● **Data supplied**

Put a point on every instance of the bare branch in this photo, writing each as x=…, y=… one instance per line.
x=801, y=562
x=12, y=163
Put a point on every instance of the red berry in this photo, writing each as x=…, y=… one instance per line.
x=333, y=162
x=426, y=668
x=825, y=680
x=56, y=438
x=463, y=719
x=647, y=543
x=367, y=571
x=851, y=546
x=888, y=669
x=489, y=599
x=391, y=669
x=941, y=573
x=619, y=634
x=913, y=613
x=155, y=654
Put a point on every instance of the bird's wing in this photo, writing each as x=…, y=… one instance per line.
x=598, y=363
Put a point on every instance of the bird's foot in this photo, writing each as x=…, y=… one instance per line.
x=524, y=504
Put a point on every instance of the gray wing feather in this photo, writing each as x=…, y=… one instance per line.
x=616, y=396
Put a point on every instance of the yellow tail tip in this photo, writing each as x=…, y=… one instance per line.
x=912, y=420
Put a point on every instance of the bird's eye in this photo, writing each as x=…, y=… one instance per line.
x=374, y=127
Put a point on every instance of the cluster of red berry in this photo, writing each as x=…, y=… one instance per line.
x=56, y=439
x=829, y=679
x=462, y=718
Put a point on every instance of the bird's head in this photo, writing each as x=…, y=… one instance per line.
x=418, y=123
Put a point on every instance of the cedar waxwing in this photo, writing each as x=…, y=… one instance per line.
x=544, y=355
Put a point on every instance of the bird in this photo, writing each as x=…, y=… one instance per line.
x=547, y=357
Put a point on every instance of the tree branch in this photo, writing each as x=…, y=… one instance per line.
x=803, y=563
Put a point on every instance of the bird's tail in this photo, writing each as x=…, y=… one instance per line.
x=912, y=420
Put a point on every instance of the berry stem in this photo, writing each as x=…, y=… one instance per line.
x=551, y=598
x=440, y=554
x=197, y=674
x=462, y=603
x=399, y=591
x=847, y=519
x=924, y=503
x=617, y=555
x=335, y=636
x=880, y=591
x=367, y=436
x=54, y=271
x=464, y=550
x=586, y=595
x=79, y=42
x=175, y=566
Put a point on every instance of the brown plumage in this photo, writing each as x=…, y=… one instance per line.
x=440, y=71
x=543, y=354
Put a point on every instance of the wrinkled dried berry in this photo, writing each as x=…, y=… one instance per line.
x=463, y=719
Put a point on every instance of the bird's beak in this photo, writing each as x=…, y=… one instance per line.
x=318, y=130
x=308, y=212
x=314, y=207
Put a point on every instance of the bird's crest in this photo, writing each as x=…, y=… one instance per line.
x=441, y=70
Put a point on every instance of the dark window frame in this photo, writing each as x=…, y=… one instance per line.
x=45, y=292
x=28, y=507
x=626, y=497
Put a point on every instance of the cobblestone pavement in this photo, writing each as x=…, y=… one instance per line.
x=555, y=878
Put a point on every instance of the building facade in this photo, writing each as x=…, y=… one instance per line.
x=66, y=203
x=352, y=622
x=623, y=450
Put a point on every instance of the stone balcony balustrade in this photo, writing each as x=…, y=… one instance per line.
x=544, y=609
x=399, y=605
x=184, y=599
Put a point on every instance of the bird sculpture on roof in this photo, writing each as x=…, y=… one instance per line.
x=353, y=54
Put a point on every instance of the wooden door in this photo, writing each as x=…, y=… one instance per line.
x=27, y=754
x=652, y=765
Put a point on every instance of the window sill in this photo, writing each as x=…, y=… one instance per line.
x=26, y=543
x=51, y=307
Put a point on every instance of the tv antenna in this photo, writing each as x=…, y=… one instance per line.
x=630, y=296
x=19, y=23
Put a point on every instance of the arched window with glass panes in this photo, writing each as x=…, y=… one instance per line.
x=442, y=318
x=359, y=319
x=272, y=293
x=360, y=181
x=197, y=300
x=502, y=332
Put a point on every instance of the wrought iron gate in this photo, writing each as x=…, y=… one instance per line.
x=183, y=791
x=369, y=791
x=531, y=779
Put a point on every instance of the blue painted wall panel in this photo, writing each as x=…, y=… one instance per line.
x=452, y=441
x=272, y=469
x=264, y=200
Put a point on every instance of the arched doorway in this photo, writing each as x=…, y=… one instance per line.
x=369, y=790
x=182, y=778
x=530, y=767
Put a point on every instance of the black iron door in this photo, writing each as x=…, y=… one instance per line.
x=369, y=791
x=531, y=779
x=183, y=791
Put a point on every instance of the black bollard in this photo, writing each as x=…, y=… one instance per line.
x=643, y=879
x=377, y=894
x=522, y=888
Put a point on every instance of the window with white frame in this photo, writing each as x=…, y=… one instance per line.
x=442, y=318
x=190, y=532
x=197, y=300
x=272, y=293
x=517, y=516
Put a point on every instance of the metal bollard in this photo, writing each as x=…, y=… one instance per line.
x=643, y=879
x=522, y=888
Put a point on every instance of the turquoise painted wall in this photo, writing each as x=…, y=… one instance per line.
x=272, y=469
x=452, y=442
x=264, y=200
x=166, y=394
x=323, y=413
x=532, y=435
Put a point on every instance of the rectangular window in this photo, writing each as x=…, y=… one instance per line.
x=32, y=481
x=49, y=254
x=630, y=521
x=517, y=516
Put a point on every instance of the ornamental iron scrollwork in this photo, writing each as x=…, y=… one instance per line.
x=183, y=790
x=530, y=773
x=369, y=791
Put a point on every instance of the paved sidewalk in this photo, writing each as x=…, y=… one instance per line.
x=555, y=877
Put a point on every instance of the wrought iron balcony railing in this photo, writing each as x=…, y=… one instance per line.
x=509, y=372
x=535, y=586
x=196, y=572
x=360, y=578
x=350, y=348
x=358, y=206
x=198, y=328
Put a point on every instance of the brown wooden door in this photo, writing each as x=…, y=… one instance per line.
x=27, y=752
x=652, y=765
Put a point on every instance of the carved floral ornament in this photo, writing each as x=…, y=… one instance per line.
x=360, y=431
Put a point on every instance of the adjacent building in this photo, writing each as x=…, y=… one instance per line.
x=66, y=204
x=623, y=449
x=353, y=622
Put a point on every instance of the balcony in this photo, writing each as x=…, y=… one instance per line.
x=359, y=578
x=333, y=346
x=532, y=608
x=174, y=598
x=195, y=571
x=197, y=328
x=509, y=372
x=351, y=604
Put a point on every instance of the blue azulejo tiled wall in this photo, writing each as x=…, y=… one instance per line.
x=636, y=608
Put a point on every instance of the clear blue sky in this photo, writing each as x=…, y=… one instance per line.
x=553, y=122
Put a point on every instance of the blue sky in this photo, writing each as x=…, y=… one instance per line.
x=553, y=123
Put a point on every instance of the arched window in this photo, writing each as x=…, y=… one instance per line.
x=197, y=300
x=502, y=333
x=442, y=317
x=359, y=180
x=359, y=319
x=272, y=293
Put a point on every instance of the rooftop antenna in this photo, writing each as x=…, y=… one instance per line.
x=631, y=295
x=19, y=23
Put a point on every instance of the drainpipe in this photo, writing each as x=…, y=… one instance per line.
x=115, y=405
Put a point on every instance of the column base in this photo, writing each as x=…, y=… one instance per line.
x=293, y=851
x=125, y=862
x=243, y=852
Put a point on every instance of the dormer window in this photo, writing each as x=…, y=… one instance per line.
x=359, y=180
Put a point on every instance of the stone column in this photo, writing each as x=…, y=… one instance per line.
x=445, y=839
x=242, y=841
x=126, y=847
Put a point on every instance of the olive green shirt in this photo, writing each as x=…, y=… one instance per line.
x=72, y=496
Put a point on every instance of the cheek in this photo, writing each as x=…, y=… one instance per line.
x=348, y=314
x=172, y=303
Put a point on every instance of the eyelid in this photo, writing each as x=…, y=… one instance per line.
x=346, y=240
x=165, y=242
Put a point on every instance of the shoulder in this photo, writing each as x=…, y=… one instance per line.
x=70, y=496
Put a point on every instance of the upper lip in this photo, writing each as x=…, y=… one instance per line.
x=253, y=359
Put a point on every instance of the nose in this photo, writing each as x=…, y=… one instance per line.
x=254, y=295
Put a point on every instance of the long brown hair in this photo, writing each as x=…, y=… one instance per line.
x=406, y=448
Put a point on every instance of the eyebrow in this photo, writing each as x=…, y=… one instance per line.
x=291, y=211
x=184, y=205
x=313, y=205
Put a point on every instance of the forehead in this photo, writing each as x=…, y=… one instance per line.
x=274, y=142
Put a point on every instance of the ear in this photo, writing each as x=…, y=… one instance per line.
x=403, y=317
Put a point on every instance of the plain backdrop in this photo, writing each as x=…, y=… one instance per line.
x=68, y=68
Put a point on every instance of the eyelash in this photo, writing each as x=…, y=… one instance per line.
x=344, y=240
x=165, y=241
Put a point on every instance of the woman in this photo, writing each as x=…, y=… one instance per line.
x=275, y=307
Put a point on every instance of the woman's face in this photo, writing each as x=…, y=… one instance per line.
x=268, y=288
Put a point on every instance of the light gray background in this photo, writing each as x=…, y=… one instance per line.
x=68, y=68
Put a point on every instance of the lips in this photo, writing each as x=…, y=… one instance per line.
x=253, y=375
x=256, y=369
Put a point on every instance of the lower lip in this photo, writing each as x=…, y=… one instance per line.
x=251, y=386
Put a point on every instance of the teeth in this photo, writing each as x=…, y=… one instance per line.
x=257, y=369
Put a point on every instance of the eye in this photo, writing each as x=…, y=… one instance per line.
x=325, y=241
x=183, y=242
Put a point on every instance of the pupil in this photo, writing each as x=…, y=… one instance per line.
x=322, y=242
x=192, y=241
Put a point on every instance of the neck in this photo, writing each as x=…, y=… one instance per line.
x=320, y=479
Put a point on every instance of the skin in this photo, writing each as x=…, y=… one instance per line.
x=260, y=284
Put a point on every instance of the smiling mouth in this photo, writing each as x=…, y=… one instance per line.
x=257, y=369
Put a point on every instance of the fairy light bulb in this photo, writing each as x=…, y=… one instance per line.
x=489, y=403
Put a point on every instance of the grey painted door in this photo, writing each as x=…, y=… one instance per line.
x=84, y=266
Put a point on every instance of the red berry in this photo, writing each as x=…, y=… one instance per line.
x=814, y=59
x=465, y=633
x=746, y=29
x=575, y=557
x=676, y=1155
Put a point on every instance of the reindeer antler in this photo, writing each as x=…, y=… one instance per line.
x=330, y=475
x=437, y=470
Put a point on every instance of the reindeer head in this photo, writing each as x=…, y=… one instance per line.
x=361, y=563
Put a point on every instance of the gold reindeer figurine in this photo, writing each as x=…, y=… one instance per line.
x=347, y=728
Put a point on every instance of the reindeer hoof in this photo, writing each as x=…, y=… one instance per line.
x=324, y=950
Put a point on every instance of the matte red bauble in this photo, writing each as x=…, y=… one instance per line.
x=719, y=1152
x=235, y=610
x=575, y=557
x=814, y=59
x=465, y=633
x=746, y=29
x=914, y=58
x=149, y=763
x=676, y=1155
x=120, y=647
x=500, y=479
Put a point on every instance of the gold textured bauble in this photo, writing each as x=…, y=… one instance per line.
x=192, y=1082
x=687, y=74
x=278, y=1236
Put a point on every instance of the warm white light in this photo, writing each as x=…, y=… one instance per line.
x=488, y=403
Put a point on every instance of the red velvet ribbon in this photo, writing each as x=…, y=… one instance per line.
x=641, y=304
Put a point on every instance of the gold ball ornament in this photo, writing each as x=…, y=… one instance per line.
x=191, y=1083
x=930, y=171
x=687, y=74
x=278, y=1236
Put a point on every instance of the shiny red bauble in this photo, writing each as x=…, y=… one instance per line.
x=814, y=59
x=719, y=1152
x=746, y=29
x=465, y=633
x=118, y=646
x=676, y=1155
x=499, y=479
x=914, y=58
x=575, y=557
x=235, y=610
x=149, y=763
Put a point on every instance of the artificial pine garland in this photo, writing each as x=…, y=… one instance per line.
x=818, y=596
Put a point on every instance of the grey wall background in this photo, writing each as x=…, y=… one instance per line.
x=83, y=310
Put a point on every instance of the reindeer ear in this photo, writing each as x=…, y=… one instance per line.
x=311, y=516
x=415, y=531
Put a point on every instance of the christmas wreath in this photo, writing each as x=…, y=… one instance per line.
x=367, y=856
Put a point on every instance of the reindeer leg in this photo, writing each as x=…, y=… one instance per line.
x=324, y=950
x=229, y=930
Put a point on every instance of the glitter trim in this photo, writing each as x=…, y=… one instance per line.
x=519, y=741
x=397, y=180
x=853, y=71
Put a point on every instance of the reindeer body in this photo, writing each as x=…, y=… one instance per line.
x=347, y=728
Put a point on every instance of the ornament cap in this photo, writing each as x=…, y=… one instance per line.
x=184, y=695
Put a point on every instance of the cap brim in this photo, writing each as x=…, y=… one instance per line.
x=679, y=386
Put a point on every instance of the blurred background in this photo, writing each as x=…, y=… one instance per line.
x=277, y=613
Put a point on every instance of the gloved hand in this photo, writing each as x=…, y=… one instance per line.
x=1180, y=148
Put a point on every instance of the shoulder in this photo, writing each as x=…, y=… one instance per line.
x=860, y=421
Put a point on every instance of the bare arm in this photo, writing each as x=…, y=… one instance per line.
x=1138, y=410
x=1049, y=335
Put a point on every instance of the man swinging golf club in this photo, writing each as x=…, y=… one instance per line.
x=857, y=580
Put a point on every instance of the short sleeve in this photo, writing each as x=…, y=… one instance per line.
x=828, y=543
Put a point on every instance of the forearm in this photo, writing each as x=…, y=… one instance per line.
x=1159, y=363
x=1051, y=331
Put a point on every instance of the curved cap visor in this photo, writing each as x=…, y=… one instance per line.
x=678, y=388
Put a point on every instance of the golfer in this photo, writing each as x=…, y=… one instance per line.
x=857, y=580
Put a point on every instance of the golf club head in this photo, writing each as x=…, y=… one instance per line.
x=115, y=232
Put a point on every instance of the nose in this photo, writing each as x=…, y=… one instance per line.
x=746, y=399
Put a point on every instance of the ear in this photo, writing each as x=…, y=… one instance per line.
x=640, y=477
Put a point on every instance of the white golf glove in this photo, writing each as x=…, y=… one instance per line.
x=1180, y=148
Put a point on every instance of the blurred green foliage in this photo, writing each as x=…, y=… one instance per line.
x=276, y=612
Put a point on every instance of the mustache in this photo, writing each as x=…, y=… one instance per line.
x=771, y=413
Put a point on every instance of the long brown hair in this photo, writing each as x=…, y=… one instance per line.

● **How to complete this task**
For the lines from the one containing "Put a point on every instance of the white" through the end of the listing above, output each exactly and leave out the rest.

● **Task result**
Put a point on every instance of the white golf glove in this photo, writing each as x=…, y=… one instance per line.
x=1180, y=148
Put a point on every instance of the blurred green foliage in this photo, writing each as x=…, y=… one instance per line.
x=276, y=612
Put a point on every instance of the mustache in this photo, writing each as x=…, y=… one instance per line.
x=771, y=413
Put a point on every instance of the long brown hair in this photo, writing each as x=…, y=… one instance per line.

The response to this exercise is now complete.